===== RECORDS SUPPLIED

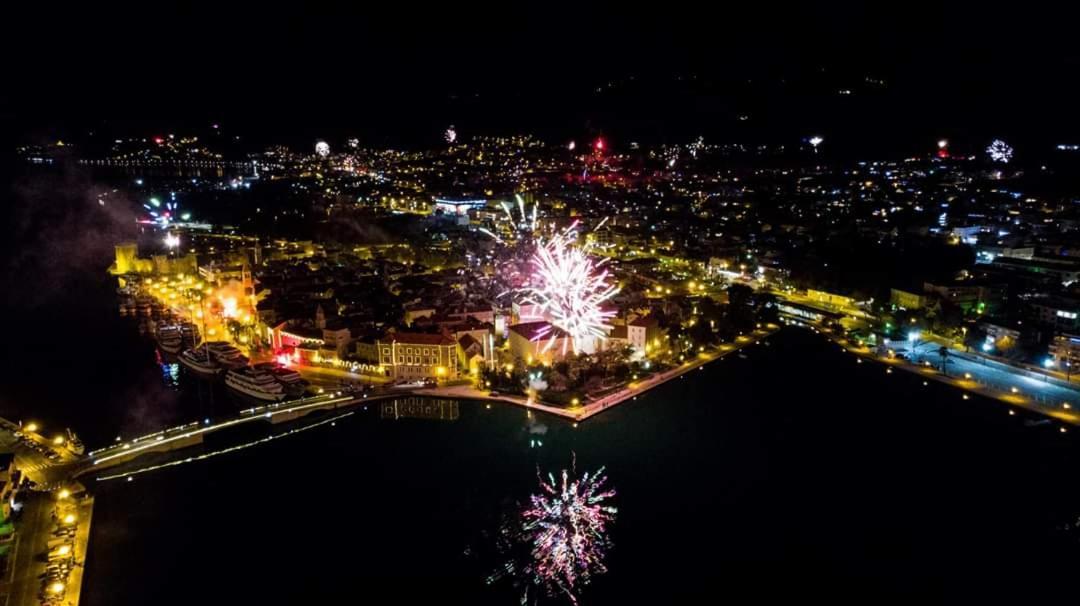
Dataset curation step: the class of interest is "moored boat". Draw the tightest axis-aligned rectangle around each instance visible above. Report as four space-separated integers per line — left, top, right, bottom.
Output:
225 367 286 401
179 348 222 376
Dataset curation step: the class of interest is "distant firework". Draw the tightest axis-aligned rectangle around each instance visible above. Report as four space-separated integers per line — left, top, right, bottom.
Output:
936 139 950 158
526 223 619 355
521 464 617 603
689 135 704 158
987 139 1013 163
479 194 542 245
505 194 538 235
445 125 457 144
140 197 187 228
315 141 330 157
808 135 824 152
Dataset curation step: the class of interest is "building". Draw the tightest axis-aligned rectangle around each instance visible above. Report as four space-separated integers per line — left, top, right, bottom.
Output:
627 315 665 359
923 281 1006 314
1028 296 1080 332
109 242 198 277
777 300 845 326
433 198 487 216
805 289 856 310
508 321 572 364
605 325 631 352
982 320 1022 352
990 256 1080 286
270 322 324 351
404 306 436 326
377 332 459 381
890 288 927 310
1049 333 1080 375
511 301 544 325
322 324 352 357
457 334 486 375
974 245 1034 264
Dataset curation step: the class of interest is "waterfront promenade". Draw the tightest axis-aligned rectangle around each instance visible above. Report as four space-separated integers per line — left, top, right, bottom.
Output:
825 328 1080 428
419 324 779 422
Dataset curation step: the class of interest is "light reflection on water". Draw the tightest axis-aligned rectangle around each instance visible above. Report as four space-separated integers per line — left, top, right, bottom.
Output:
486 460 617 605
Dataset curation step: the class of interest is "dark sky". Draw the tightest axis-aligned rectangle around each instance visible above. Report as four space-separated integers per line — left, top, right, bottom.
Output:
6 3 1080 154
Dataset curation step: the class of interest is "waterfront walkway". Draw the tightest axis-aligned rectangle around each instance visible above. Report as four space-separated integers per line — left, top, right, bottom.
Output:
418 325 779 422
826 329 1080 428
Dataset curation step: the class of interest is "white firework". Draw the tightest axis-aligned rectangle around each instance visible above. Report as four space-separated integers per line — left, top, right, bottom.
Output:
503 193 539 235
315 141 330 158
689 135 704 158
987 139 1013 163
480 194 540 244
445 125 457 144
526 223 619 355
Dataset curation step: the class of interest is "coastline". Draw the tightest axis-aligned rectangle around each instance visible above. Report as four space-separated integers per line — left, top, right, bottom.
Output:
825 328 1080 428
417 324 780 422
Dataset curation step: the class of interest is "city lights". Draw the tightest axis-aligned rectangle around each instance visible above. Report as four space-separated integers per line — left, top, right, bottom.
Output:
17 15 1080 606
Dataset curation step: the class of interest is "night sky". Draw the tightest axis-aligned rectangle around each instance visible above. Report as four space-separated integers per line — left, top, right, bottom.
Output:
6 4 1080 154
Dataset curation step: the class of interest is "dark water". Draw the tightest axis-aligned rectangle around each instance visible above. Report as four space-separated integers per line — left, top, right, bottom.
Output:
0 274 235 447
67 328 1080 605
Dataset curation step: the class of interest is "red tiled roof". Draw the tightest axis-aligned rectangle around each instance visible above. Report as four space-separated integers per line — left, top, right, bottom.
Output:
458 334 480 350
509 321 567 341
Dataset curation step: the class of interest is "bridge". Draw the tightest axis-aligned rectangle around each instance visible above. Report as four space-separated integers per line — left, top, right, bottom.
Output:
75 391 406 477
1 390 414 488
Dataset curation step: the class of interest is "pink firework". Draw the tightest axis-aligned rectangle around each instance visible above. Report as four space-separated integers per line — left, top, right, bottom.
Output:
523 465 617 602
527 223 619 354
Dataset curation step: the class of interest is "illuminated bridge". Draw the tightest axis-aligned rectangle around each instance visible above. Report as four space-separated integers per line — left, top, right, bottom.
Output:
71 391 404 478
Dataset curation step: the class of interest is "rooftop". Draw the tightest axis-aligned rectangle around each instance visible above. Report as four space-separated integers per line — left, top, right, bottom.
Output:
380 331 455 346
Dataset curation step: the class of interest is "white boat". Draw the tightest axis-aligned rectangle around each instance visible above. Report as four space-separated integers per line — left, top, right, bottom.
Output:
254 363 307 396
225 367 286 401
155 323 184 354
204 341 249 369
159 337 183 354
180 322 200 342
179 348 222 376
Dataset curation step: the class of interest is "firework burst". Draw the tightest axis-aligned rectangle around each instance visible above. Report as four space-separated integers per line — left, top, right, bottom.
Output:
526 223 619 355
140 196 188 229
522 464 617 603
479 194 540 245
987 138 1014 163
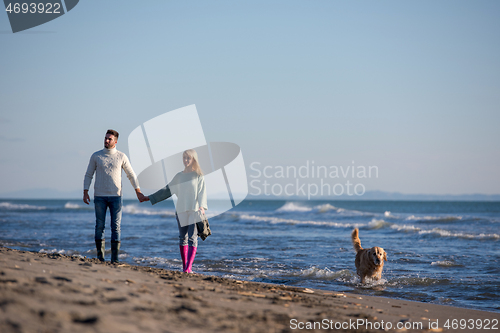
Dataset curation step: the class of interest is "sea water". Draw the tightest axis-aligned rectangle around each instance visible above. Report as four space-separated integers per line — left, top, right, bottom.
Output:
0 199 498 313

==========

> TASK BRIEF:
Write out every line of the entries that holds the word "dark".

> ANSWER FOR THE TASK:
Dataset curation step: the class of interest is "dark sky". Draw the tightest axis-aligned rectangle around each instance visible above. Report as four space-separated integers per line — left, top, right, bottom.
Dataset curation step: the class of interest is "dark water". Draw the tightest axis-aligned rectangle around each instance visible above. Report as four space-separated integers per line — left, top, right, bottom.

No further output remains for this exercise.